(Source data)
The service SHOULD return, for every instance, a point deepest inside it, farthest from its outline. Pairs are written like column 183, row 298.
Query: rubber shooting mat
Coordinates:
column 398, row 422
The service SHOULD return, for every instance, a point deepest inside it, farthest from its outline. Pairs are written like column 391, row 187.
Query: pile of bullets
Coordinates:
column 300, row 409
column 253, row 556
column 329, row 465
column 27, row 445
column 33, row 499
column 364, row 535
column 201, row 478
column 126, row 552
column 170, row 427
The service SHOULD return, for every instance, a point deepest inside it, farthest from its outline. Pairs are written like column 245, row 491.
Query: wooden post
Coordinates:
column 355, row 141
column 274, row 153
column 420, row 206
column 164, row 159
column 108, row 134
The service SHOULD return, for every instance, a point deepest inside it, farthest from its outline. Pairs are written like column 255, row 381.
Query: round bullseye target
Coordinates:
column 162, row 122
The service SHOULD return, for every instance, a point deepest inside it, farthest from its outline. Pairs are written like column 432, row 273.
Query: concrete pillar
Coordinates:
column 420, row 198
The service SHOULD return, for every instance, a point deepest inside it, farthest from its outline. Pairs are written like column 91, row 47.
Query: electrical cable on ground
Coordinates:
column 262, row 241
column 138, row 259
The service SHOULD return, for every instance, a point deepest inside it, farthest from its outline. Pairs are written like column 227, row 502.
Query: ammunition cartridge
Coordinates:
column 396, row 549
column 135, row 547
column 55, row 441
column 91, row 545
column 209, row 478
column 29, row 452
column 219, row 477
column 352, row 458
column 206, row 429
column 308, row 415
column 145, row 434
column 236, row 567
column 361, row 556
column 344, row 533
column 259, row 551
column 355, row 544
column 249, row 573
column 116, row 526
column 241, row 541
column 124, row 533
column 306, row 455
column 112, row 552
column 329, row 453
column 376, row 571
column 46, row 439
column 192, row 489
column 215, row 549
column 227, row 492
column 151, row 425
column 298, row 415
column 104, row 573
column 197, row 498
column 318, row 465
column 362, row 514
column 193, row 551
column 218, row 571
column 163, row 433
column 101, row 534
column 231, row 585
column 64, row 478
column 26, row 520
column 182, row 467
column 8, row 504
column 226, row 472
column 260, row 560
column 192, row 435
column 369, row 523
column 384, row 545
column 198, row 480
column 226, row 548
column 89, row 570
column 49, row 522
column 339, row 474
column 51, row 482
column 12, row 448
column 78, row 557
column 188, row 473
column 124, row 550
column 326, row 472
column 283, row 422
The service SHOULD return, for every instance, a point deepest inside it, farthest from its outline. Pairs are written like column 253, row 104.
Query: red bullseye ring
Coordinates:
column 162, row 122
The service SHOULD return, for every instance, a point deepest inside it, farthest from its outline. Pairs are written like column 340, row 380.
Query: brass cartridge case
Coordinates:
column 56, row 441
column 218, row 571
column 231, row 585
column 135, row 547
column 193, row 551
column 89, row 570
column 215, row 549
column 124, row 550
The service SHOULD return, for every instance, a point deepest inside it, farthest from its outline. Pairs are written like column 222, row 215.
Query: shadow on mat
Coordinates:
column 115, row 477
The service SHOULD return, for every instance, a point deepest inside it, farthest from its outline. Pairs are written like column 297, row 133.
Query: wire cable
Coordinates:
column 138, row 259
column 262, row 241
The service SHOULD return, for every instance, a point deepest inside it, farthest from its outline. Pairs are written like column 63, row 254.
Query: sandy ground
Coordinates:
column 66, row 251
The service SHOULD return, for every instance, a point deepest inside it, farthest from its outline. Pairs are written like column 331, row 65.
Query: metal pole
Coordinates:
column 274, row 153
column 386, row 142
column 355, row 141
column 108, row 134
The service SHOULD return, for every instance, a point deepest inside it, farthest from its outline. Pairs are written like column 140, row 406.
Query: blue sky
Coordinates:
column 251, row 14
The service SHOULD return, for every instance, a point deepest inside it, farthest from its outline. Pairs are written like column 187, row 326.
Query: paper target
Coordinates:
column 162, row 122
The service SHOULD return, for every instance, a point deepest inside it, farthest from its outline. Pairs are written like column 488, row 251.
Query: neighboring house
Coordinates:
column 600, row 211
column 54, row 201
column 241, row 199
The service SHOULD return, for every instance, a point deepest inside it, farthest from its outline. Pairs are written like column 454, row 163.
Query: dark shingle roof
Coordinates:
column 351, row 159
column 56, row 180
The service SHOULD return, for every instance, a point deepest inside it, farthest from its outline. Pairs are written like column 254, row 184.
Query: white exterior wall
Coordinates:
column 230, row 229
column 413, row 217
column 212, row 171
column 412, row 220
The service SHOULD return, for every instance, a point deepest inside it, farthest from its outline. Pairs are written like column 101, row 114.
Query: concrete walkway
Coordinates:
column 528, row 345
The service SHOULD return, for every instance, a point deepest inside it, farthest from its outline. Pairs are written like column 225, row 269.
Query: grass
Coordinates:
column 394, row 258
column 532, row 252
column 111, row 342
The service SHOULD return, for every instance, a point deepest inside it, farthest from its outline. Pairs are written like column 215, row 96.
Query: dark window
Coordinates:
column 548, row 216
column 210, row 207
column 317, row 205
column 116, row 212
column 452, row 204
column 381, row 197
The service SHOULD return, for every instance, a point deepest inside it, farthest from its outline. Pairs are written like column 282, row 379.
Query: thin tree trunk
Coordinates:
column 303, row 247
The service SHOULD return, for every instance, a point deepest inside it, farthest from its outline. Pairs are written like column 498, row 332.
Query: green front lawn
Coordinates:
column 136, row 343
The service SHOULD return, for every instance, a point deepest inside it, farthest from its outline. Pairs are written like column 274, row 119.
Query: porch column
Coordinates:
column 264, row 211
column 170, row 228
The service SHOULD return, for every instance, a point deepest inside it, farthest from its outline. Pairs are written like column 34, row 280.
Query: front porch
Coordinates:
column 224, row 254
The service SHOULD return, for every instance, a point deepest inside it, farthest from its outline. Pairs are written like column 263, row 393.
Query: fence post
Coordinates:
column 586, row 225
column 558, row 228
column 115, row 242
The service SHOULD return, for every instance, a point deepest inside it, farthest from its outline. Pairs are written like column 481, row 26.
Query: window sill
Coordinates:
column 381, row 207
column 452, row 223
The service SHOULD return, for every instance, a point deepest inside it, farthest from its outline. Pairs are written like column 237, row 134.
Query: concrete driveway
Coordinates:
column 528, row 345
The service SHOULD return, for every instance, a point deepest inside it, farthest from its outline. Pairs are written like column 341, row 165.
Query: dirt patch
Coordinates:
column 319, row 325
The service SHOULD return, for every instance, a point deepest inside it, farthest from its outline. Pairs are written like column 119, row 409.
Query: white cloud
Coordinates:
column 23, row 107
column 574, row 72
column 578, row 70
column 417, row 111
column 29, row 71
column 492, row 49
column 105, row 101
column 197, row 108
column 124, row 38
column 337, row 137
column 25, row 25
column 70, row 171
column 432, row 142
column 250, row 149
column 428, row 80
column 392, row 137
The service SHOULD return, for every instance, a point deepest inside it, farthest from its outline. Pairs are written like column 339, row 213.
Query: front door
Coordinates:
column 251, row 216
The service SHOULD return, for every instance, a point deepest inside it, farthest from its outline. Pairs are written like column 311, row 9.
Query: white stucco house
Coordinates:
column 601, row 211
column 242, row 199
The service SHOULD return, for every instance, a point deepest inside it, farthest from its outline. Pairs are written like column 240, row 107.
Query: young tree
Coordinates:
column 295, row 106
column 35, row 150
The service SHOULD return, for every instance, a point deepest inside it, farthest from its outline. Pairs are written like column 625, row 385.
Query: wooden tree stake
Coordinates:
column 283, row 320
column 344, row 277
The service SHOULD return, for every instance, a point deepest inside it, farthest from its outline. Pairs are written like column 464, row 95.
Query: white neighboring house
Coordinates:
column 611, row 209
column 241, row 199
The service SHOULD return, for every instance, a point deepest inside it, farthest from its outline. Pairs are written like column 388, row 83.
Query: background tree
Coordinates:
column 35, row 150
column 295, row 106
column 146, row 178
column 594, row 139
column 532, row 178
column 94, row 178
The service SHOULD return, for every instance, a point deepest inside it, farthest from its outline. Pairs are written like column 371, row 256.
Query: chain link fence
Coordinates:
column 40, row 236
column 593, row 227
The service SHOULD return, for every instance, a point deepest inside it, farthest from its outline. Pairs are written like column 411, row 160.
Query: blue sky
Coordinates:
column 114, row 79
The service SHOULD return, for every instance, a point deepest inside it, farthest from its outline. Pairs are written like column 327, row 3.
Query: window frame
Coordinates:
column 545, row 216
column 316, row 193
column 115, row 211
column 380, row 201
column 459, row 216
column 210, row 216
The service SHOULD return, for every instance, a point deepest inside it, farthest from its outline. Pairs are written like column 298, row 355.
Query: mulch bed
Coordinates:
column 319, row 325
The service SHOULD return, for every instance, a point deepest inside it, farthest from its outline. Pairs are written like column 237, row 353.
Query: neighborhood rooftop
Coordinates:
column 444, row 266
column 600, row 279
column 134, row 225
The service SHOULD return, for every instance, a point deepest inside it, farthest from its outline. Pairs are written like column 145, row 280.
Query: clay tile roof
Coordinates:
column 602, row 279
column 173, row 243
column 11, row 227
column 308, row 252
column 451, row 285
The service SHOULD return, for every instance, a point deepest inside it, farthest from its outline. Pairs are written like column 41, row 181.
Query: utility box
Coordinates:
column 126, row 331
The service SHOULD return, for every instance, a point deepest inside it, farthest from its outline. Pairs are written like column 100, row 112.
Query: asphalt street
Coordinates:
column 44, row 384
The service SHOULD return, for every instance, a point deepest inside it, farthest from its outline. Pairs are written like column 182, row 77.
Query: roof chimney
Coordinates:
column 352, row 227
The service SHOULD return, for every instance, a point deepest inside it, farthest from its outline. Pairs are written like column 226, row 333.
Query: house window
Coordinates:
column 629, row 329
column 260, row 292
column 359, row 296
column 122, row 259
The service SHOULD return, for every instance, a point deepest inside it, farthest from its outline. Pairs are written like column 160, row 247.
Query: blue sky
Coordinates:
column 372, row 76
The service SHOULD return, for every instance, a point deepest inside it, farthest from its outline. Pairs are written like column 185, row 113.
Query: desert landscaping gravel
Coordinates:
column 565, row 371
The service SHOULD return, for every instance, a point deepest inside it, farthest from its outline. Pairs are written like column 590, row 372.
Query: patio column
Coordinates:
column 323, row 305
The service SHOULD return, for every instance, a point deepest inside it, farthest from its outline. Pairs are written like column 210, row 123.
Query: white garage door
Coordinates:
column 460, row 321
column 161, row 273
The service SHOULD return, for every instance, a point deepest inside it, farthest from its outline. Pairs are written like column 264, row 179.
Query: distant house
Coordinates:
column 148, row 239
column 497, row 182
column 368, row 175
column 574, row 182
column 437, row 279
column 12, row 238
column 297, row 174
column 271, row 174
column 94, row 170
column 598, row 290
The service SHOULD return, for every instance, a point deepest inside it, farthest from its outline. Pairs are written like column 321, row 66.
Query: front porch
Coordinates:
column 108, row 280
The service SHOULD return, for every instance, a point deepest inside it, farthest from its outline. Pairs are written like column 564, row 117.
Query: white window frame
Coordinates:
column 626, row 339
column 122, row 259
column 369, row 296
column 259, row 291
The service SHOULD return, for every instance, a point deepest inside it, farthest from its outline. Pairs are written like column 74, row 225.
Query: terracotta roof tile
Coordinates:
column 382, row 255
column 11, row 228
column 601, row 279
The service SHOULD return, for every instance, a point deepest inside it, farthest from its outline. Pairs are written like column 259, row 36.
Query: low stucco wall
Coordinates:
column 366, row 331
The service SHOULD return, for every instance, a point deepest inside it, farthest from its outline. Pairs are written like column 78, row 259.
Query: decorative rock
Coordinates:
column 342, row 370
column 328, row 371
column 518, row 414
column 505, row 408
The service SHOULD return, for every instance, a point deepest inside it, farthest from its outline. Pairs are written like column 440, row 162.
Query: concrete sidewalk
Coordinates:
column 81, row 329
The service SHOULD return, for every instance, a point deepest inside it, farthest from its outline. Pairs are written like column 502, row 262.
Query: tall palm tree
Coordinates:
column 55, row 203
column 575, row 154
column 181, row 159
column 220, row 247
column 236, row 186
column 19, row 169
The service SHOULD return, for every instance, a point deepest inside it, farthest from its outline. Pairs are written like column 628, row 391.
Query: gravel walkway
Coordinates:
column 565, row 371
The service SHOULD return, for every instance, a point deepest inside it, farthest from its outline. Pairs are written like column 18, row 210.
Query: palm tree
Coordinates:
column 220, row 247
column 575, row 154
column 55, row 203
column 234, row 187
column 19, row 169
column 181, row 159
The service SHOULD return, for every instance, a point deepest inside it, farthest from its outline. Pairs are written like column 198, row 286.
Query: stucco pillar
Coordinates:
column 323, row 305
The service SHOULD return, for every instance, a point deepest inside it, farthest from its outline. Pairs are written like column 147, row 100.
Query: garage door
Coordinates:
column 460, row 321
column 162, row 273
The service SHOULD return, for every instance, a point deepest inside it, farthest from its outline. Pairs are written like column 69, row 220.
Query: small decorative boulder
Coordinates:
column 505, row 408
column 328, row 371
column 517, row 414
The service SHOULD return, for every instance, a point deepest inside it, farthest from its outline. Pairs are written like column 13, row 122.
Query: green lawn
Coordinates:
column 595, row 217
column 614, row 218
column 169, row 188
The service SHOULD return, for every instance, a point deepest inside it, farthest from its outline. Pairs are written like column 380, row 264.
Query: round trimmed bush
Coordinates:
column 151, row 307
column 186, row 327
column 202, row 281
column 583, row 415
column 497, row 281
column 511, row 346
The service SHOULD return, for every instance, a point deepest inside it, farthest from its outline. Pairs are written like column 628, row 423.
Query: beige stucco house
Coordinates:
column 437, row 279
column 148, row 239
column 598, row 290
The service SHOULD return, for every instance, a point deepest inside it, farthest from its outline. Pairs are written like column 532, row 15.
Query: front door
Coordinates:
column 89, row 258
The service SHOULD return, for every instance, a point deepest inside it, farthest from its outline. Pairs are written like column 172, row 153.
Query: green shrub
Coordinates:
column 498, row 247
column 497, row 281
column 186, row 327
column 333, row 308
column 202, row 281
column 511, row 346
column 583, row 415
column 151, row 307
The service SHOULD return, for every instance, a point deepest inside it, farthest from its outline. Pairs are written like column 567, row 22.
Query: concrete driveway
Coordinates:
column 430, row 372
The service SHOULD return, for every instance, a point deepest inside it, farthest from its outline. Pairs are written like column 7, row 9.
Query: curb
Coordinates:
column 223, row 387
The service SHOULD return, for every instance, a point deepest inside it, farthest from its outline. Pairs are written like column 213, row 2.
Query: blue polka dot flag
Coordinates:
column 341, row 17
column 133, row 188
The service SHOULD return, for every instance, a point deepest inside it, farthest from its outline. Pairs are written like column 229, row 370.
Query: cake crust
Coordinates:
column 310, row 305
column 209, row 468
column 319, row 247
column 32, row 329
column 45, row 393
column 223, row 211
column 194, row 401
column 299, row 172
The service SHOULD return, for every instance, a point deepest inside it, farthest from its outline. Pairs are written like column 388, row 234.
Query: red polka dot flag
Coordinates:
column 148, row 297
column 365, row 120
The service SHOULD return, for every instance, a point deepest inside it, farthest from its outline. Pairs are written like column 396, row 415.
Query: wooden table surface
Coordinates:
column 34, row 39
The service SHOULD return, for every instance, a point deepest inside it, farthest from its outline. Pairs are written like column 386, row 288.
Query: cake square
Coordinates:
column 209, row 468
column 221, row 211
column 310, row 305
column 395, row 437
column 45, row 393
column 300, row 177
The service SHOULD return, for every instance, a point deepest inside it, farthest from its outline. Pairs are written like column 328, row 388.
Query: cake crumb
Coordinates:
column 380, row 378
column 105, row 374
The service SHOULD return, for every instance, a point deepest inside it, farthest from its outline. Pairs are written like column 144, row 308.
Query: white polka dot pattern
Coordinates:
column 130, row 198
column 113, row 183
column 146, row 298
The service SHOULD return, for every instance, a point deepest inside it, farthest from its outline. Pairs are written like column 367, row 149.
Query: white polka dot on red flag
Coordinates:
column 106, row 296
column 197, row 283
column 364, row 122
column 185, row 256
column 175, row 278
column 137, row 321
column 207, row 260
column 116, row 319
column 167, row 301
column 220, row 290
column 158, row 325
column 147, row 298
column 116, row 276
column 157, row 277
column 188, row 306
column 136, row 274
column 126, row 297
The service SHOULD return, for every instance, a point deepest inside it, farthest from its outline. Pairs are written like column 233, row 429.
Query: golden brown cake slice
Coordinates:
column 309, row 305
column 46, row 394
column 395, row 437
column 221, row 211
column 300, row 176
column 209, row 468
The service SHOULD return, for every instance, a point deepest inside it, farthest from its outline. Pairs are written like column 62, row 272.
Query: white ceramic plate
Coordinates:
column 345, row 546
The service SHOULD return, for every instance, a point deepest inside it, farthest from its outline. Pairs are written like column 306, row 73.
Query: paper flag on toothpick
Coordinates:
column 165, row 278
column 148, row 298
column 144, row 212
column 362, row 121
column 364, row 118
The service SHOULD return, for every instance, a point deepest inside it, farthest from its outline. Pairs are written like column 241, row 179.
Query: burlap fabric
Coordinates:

Task to carry out:
Reply with nothing but the count of lines in the entries above that contain "flag".

Task answer:
4